-- Start PAGE --

My 28 day "training" trip as a newbie trucker finally came to an end Monday. In 21 days of being on the road (we sat for a few days here and there) my truck covered over 18,000 miles. Two things stand out as things I'll never forget...
I was on I-8 just after crossing over the river into Arizona from California when I came to a construction zone at about 3 a.m. and got behind two other trucks. It was just us three and the construction zone seemed to go on forever. Speed limit 35mph. After a while, I started to get drowsy just from going slow, and decided to turn on the CB radio to see if I could hear anything. Not more than ten seconds after I turned it on, this is what I heard:
"That's the LAST mother fucking time I'm going to ask you to turn your high beams off you stupid asshole"

-- End PAGE --

» TASK SET:
• a. According to the trucking account, how many miles did the truck cover during the 21 days on the road?
• b. Resume the account of the newbie trucker's training trip, picking up right after the last line quoted from the CB radio.

-- Start LISTED ENTRIES --

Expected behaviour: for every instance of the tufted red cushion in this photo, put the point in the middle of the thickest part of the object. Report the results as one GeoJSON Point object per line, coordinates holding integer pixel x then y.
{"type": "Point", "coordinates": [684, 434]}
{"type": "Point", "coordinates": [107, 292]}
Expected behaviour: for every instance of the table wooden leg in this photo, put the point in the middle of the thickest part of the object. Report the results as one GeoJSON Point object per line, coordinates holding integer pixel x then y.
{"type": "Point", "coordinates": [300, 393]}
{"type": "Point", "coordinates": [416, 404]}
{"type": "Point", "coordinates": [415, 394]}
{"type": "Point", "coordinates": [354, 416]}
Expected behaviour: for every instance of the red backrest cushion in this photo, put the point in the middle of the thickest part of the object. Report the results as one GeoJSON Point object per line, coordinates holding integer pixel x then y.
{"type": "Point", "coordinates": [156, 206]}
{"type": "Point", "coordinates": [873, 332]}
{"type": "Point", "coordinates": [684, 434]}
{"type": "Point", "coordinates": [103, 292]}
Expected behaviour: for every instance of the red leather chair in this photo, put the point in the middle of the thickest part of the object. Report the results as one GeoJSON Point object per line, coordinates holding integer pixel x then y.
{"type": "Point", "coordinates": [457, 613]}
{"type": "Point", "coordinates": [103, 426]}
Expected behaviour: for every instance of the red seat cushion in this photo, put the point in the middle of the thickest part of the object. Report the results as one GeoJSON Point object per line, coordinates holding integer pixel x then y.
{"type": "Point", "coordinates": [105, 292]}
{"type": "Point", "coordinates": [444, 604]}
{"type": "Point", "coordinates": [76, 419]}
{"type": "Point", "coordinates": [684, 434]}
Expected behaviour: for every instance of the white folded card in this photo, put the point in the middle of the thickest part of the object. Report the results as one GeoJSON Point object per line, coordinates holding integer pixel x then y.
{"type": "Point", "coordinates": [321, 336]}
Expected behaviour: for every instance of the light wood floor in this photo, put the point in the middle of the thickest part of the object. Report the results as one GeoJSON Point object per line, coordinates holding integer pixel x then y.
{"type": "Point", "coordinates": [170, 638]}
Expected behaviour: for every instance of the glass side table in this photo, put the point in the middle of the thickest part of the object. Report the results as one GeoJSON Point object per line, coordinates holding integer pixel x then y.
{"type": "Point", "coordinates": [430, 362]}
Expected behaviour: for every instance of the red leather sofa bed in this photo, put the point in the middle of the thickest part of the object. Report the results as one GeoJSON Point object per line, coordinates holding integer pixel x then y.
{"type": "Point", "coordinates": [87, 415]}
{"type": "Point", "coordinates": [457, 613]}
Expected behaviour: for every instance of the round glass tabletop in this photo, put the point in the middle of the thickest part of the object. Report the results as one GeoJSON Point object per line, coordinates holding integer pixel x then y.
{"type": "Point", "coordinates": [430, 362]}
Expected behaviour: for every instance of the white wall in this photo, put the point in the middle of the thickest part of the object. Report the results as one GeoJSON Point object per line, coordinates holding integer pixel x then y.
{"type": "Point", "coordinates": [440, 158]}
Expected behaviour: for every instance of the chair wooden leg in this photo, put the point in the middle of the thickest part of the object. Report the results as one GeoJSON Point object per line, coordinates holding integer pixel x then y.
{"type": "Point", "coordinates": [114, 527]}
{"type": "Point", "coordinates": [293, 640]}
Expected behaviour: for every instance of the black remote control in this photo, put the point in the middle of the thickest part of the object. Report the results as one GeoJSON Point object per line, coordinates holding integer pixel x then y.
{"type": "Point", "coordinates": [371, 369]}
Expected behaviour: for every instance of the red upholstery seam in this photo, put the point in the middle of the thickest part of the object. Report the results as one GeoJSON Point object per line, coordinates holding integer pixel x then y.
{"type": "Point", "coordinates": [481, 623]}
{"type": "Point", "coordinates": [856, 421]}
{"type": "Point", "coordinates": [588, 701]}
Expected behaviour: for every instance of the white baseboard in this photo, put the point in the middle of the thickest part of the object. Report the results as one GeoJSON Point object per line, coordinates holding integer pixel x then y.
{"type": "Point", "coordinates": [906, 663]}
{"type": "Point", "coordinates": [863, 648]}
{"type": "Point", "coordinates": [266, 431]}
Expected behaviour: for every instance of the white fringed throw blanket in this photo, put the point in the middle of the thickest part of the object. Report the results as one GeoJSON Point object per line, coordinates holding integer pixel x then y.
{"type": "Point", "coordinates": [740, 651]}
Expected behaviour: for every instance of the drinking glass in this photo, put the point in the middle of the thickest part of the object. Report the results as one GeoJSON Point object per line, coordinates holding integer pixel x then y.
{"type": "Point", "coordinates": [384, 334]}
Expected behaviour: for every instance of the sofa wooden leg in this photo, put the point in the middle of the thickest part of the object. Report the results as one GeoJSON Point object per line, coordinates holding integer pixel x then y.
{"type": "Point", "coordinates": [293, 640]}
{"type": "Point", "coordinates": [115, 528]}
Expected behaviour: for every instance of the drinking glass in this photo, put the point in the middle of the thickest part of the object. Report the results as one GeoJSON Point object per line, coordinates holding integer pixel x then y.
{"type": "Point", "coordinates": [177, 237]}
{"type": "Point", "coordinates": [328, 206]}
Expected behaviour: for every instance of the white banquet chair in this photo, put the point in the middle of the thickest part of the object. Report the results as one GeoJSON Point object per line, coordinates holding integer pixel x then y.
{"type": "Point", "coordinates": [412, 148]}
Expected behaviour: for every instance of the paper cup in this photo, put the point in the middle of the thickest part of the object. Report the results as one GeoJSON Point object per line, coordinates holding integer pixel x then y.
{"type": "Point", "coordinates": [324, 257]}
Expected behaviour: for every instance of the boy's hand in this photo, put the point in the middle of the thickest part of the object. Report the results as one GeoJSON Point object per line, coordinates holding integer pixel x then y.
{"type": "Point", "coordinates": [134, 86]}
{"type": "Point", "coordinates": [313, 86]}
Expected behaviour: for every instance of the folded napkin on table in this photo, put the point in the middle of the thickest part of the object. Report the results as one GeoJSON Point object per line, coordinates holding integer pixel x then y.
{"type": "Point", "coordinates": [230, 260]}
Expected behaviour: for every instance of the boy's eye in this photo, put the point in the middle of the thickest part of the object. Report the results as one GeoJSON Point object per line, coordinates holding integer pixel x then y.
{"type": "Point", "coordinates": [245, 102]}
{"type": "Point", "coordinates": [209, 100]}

-- End LISTED ENTRIES --

» RESPONSES TO THE TASKS:
• a. Over 18,000 miles.

• b.
I thought to myself wow, that guy is really pissed off at someone... then I looked down at the dashboard and realized he was talking to ME. Casually (as IF anyone was looking) I reached down and turned the high beams off. Instantly here's what came over the radio:
"It's about TIME you stupid mother fuckin' son of a bitch".
Well okay, at that point, I thought this guy had gone too far. I made a simple mistake, and had I had the radio on sooner, I'd have heard his requests. He kept going on about rookie truckers though and finally I had enough. I grabbed the mike and said:
Me: "Hey, I heard o' you, you're one o' them SUPER TRUCKERS, ain't ya? (just about the worst thing you can call an old-school trucker is a Super Trucker) I've heard you Super Truckers don't even know what a mistake IS, much less how to make one."
At this point, the trucker in between us keyed up his mike and went "hahahahahahahahaha"...
Super Trucker started telling me I had better watch my mouth or risk an ass whoopin'.
"I bet you think a miss-take is a female T-bone, dontcha?"
"hahahahahahahahahaha"
Him: "I'll park this trailer across the road and kick you AND your co-driver's asses"
Me: "Pardner, if you put that pretty new reefer across the road, I'll drive this rig right thoo the middle of it"
"hahahahahahahahaha"
Him: "Awww, FUCK Y'ALL and with that, he stood on the fast pedal, and was gone in a few heartbeats.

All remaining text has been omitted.